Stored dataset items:
--- START ---

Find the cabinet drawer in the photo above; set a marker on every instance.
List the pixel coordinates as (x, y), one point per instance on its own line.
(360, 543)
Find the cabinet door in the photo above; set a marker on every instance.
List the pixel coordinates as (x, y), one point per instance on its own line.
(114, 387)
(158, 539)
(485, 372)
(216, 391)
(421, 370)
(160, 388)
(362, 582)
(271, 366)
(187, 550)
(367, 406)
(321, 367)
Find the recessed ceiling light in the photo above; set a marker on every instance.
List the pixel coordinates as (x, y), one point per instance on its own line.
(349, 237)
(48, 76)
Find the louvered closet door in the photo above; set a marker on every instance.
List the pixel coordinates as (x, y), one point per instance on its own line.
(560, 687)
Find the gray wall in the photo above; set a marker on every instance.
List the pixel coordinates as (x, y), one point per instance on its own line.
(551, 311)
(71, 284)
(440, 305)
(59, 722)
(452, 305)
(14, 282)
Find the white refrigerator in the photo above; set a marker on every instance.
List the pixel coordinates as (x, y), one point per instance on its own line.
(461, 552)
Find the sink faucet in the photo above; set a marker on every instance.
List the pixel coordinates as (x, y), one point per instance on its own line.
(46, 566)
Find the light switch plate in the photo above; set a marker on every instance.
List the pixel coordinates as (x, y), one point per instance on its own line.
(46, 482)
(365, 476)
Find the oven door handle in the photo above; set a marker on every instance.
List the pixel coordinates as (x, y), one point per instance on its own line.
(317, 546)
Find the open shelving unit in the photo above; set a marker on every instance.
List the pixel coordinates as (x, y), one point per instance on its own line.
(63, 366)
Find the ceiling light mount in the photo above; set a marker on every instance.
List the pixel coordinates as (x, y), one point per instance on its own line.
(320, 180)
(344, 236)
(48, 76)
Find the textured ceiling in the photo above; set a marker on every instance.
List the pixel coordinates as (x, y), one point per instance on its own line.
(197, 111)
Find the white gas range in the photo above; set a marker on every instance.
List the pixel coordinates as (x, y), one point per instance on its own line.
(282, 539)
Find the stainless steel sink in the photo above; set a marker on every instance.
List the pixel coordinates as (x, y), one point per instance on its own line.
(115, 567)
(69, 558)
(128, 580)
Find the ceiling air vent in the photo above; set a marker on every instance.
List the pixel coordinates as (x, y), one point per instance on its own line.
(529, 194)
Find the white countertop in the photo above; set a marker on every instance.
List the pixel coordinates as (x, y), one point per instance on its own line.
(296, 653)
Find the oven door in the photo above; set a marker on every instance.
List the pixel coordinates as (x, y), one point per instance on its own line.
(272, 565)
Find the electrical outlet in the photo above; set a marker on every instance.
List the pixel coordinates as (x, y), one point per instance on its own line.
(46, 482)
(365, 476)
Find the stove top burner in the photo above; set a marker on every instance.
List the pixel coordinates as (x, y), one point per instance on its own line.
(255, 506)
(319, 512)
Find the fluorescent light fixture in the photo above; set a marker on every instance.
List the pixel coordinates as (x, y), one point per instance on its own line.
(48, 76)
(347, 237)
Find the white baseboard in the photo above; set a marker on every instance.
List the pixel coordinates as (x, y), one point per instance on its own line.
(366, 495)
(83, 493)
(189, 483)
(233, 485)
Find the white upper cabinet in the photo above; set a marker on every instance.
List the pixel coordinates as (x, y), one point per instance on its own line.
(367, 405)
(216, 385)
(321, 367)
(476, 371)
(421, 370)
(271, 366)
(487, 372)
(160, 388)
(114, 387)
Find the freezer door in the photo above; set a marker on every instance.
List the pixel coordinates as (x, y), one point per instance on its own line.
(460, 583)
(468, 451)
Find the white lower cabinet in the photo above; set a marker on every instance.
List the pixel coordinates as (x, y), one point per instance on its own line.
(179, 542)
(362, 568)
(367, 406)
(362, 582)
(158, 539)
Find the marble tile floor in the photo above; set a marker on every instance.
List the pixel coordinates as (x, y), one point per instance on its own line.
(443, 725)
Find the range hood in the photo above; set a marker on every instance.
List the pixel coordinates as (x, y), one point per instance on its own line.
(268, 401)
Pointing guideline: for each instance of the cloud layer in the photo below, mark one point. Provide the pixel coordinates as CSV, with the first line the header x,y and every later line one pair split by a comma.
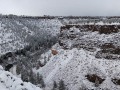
x,y
61,7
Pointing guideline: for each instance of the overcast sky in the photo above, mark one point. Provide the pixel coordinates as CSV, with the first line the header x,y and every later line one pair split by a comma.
x,y
61,7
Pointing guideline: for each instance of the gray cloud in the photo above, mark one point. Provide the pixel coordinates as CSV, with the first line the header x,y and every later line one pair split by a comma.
x,y
61,7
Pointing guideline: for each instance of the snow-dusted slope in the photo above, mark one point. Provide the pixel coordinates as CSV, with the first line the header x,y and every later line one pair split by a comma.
x,y
73,65
11,82
76,59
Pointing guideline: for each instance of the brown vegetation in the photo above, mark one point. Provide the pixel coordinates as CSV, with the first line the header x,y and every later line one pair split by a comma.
x,y
54,52
93,78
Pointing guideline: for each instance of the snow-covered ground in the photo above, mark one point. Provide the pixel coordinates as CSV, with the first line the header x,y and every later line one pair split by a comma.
x,y
72,65
11,82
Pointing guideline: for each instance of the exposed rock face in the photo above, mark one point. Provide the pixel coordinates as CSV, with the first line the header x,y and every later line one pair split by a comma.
x,y
54,52
90,37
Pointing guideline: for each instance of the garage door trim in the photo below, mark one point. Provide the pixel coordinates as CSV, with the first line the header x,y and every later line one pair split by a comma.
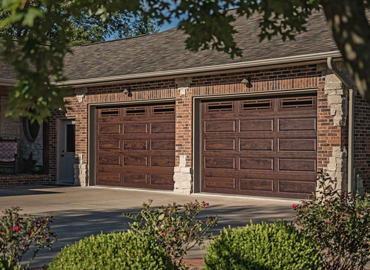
x,y
197,123
92,128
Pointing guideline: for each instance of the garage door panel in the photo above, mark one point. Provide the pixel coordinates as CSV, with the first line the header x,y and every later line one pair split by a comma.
x,y
219,126
257,144
297,124
275,138
135,178
109,160
256,125
142,154
135,161
166,127
109,177
297,145
265,164
163,161
135,145
297,186
161,180
112,129
219,163
162,145
256,184
135,128
308,165
220,183
219,144
113,144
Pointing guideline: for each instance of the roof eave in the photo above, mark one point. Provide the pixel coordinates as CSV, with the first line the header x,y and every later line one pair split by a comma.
x,y
250,65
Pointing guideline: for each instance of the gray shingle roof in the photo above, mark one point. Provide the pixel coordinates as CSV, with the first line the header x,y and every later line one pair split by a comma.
x,y
166,51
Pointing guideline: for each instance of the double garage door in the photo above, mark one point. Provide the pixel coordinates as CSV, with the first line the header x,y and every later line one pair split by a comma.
x,y
261,146
264,146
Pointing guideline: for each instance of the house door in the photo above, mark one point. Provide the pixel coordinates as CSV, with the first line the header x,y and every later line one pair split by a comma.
x,y
66,152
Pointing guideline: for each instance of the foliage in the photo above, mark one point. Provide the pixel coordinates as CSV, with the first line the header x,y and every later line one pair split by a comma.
x,y
19,234
338,222
112,251
174,227
262,247
37,56
87,28
7,265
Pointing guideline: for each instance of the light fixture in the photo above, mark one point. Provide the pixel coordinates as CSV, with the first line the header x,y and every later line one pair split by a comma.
x,y
247,82
127,92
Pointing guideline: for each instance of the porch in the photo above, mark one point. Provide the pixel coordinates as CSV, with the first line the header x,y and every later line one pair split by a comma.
x,y
23,150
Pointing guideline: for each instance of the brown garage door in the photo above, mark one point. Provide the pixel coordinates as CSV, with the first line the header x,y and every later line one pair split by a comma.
x,y
263,146
136,146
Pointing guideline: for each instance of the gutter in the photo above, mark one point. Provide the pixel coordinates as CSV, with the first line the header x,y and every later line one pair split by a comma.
x,y
288,61
351,119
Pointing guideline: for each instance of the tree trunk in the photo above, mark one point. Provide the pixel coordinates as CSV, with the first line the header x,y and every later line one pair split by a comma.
x,y
351,32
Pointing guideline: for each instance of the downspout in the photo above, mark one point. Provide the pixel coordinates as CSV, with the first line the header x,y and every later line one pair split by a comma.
x,y
351,119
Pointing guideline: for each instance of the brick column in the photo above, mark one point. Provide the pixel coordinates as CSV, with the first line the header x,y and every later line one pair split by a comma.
x,y
183,171
332,118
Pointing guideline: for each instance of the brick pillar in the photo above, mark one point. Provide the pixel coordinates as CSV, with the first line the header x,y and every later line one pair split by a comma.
x,y
78,110
330,124
183,171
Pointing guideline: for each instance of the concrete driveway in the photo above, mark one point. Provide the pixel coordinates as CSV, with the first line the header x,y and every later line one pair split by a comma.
x,y
80,212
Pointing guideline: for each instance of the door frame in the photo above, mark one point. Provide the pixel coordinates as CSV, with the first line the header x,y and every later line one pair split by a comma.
x,y
60,122
91,128
197,123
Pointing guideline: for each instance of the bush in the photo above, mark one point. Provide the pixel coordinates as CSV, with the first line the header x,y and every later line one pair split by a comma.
x,y
262,247
19,233
7,265
112,251
338,223
174,227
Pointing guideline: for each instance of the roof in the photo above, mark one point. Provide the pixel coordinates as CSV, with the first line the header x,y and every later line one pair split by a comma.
x,y
166,51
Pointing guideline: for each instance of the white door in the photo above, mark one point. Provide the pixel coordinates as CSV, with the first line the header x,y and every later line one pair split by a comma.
x,y
66,152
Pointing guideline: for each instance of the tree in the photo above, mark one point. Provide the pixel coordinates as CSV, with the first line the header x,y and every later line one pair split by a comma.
x,y
207,23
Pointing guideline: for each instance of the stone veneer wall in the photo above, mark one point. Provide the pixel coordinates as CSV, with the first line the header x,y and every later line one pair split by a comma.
x,y
13,128
331,153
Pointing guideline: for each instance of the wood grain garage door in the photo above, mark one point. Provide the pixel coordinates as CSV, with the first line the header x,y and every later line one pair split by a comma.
x,y
136,146
263,146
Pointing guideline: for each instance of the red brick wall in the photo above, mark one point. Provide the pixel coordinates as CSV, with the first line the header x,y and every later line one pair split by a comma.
x,y
24,180
280,79
362,140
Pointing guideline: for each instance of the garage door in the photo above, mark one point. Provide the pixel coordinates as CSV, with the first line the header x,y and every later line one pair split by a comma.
x,y
264,146
136,146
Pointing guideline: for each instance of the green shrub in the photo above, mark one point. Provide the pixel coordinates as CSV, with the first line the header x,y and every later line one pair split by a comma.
x,y
338,222
20,234
174,227
7,265
112,251
262,247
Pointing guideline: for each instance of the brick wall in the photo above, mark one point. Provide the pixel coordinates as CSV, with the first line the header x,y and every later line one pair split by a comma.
x,y
362,140
24,180
279,79
11,128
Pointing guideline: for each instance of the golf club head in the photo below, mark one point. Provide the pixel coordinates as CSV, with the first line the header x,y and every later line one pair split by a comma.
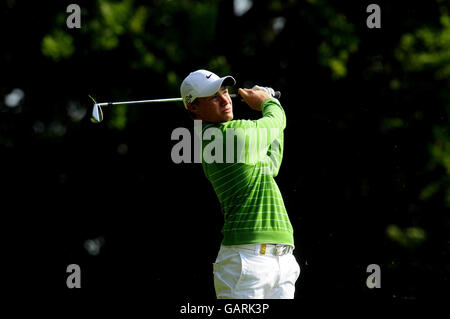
x,y
97,114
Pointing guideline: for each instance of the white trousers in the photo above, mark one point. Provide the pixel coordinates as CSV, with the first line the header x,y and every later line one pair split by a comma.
x,y
249,272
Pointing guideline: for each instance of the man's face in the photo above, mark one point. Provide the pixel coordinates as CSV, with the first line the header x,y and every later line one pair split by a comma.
x,y
217,108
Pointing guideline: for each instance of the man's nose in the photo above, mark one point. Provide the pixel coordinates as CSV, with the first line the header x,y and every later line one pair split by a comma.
x,y
224,98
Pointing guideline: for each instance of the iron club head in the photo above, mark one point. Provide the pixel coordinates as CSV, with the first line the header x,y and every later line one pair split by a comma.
x,y
97,114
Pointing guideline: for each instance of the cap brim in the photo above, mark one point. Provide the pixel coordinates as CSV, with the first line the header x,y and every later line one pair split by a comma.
x,y
215,86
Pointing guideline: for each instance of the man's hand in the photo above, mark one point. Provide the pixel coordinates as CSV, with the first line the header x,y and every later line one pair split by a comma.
x,y
254,97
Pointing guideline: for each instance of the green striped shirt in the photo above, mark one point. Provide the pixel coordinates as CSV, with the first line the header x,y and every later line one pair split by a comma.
x,y
245,156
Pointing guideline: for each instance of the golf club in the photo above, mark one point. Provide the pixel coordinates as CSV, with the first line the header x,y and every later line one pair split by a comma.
x,y
97,113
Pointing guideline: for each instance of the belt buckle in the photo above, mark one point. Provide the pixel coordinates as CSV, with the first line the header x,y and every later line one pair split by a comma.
x,y
280,250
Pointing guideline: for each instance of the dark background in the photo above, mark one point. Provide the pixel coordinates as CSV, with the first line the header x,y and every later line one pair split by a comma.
x,y
365,174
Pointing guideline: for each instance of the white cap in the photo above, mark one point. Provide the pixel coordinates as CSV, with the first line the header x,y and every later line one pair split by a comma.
x,y
202,83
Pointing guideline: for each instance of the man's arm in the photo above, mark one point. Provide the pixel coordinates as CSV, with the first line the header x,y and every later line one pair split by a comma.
x,y
273,123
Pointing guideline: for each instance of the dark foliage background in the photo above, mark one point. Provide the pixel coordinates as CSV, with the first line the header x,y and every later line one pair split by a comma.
x,y
365,175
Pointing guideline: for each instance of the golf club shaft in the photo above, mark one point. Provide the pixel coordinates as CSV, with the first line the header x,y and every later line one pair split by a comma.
x,y
176,99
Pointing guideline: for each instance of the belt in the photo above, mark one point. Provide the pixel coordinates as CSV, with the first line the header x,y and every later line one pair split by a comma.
x,y
267,249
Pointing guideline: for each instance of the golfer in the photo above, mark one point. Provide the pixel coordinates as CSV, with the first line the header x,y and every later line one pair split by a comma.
x,y
255,259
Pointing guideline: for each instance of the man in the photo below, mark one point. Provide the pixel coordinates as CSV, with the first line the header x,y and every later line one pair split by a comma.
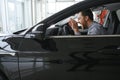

--- END ---

Tally the lines above containing "sink". Answer with the count only.

2